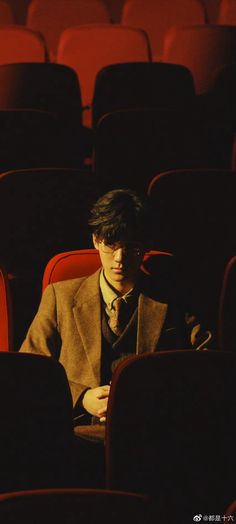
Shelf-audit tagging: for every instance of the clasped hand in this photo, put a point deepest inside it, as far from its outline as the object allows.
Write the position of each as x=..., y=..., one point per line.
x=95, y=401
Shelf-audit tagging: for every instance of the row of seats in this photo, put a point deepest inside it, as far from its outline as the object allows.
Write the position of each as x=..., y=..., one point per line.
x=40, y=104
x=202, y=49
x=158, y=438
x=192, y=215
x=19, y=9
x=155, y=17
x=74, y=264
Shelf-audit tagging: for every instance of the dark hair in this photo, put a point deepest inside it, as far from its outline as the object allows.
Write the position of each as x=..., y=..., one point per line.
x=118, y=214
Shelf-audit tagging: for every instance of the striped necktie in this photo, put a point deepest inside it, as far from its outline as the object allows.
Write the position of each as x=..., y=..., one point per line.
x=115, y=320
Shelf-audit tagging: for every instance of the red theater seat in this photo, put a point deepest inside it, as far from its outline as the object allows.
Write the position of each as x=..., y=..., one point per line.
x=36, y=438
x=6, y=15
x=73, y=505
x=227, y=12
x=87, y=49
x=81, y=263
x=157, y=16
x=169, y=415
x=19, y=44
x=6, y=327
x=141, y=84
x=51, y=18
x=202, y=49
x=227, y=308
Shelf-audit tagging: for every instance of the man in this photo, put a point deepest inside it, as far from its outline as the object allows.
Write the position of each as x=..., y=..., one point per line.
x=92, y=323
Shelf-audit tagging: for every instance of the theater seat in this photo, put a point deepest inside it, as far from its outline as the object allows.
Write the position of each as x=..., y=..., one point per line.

...

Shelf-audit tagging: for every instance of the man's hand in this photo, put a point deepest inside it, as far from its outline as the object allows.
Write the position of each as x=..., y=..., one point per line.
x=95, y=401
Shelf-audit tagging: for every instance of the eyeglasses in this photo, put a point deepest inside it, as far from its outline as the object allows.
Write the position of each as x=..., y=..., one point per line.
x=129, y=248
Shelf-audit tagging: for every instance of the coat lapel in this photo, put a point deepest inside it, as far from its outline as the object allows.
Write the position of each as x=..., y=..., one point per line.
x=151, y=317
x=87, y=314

▶ [Directions for this task]:
Check each line of the records for the word "theater", and show the lines that contain it.

▶ [Output for this exercise]:
Shelf-audit tagging: for every instance of the red theater seat in this photo, put a point deepest inside it, as far from its outline as the object allows.
Shelf-audit tagging: for every instance of the theater seat in this photo, put a point deepest inside it, as far from its outline as the object allows.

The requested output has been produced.